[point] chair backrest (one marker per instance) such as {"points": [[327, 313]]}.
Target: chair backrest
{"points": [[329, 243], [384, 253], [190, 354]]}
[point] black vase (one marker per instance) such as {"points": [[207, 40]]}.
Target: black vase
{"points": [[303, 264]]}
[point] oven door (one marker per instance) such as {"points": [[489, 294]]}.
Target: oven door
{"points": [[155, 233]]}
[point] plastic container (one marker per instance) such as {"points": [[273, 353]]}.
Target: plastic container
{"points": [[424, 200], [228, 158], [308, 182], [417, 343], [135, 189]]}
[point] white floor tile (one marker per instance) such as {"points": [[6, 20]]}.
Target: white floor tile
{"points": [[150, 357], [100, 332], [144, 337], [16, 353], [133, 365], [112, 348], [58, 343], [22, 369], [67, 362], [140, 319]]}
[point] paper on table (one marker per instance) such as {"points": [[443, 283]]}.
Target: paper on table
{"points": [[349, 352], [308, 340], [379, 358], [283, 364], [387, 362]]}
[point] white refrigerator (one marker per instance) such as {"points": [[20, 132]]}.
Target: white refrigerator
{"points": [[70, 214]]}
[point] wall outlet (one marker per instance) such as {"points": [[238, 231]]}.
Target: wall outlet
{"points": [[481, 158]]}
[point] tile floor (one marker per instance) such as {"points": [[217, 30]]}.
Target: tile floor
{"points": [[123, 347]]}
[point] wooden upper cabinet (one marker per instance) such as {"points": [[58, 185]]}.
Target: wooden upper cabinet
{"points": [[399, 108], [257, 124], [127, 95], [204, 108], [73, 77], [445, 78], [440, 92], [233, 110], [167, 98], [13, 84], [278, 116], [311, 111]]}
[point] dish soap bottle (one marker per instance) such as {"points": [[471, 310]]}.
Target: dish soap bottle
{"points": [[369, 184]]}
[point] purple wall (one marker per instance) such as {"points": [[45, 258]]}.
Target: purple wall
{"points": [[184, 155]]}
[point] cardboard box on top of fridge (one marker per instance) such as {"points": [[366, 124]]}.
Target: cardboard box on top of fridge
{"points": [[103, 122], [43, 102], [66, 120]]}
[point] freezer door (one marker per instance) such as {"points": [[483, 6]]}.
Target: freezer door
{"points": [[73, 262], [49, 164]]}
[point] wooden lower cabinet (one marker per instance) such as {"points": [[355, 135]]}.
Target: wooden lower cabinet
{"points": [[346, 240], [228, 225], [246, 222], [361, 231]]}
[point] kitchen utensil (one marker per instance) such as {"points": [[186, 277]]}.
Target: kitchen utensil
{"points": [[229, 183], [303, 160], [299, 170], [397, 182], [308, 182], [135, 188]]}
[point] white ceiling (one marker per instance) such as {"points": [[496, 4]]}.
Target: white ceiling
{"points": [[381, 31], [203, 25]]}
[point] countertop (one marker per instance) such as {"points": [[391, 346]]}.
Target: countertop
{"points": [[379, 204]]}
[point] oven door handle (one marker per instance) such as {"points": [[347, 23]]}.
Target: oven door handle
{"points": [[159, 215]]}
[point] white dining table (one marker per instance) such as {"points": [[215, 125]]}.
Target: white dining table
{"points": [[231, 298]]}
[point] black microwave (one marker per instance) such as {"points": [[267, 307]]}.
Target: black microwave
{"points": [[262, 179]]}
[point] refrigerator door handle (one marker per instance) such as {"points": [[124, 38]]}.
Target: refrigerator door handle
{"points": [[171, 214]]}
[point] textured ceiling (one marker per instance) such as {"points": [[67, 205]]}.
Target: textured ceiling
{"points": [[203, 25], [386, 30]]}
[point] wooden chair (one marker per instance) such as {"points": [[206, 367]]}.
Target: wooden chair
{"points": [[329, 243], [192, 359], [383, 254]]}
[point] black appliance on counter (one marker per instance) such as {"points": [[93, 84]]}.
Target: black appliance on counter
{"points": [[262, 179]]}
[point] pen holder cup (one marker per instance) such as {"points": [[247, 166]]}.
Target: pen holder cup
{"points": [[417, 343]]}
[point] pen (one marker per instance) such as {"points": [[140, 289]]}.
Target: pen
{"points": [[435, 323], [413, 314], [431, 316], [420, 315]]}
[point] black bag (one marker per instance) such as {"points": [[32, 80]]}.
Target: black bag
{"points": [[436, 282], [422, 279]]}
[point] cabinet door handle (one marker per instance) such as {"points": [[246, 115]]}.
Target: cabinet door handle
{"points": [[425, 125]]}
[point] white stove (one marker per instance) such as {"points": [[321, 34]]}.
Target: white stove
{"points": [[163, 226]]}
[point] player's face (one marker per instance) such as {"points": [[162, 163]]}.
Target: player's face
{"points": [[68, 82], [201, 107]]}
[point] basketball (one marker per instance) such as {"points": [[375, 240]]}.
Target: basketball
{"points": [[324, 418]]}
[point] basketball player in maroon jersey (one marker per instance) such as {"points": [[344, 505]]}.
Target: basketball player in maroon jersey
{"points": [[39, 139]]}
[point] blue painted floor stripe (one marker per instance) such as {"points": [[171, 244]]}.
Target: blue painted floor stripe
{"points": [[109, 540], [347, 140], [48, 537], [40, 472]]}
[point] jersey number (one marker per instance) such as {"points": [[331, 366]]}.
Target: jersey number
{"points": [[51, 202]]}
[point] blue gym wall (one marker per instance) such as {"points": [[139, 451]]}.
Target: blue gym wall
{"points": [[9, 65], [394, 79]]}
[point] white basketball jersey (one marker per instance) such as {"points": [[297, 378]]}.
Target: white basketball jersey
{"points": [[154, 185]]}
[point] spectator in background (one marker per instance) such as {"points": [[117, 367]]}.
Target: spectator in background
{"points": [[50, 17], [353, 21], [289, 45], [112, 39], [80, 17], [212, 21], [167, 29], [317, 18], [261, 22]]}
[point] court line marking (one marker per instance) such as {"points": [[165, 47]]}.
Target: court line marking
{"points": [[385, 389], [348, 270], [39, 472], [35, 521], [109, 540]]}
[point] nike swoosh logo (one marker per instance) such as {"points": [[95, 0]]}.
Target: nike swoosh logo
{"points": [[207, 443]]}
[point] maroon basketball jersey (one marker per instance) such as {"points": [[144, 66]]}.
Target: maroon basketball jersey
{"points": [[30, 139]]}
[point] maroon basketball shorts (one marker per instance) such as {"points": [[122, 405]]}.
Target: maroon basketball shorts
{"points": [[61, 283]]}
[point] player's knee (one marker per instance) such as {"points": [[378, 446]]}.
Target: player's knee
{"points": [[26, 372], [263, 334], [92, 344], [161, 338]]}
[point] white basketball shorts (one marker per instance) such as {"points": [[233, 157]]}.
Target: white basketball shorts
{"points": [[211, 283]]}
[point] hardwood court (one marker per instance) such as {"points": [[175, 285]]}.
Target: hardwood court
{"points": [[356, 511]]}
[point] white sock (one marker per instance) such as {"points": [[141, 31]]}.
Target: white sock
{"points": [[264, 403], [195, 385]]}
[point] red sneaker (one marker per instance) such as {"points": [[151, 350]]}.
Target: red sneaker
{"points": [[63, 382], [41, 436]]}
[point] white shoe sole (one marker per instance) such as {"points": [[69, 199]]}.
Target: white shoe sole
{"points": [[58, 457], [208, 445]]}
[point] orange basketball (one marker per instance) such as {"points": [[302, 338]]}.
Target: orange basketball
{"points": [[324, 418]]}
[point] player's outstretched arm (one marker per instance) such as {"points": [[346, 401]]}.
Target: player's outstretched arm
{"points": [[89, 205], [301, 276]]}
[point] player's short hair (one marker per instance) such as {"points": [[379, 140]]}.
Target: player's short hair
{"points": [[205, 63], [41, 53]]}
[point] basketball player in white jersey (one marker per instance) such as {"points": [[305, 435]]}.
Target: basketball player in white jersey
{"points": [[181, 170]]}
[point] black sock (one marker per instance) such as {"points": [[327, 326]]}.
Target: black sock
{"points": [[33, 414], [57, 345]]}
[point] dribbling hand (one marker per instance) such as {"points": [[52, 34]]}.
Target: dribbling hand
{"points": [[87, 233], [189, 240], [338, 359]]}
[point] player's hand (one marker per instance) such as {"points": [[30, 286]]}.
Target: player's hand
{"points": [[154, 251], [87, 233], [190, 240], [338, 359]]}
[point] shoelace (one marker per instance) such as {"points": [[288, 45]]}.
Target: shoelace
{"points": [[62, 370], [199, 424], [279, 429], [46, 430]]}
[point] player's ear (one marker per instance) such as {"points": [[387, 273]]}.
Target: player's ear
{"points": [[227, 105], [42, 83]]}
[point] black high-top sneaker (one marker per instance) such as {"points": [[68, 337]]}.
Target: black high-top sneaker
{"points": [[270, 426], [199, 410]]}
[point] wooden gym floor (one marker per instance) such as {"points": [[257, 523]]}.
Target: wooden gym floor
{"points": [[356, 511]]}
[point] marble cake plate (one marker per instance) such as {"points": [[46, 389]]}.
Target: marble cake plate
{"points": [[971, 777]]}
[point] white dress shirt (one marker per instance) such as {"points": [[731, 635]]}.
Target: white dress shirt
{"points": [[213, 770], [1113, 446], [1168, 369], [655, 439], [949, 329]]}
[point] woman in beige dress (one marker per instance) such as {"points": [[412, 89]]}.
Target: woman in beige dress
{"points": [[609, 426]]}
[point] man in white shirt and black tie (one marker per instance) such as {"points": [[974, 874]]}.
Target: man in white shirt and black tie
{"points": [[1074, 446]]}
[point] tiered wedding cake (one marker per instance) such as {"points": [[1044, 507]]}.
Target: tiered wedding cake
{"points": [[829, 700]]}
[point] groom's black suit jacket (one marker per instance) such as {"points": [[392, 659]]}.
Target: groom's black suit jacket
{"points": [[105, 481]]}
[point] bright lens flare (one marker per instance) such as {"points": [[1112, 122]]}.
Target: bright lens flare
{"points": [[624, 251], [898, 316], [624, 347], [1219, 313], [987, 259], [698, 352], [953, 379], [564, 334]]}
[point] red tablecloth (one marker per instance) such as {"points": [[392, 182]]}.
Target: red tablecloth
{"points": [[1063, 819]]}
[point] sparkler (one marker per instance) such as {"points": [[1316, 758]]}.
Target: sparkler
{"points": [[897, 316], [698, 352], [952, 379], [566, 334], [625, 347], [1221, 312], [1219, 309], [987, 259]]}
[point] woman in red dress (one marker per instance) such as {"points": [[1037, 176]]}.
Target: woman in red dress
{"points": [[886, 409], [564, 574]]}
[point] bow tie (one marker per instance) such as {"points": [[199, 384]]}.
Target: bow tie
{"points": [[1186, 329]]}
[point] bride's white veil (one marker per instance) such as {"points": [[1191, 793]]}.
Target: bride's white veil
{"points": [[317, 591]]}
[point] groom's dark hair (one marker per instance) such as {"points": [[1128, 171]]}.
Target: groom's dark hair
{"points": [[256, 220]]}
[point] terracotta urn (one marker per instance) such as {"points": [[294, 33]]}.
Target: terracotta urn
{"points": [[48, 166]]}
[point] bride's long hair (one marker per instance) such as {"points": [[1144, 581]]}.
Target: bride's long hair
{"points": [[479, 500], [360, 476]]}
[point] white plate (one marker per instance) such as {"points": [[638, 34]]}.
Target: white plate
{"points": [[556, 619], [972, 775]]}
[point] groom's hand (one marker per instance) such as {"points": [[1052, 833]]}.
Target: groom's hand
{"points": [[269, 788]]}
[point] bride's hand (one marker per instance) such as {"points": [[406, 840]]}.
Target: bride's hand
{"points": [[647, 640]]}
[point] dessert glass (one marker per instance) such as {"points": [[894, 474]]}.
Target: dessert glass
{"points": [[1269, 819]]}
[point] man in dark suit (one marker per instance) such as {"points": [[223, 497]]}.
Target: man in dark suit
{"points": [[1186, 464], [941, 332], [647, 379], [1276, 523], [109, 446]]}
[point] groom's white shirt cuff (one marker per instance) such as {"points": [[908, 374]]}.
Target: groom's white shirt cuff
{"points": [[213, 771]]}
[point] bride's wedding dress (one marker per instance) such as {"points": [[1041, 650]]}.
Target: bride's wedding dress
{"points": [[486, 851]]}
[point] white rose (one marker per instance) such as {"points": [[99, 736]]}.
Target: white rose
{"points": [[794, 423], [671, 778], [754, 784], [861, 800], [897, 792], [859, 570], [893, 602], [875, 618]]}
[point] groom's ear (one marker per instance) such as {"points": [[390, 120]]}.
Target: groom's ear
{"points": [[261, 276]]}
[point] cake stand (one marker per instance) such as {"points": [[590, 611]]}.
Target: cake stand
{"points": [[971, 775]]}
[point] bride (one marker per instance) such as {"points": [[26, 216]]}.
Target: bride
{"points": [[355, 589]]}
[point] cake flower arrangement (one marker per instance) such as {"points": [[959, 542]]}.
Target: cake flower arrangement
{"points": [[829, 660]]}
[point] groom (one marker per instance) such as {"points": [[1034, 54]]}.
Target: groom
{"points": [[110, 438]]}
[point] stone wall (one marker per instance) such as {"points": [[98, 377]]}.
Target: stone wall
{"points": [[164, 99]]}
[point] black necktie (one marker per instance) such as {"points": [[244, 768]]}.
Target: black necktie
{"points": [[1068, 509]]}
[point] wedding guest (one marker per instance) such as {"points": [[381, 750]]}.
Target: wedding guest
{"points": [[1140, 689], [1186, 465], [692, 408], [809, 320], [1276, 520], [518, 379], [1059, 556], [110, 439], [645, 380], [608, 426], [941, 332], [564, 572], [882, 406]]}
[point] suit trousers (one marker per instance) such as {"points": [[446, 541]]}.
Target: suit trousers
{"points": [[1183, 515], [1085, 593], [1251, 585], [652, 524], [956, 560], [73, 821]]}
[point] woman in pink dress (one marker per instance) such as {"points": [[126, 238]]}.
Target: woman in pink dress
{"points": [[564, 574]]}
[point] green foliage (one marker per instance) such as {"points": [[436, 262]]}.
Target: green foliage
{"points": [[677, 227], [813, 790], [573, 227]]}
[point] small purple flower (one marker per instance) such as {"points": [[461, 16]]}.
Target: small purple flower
********************
### What you should do
Restate word for word the lines from the one holding "[point] suit trousers" to the end of the listing, both ends included, and nothing more.

### Result
[point] suit trousers (one marker per instance) such as {"points": [[446, 541]]}.
Target: suit trousers
{"points": [[1183, 515], [1085, 593], [1251, 585], [652, 524], [956, 560], [73, 821]]}
[point] woman in pink dress (one marker per instance) such as {"points": [[126, 238]]}.
Target: woman in pink dress
{"points": [[564, 574]]}
[point] green foliage (one marker per instance) such as {"points": [[436, 262]]}.
Target: green foliage
{"points": [[677, 227], [813, 790], [573, 227]]}
[point] small purple flower (one marker per instance) such as {"points": [[461, 16]]}.
Target: small purple flower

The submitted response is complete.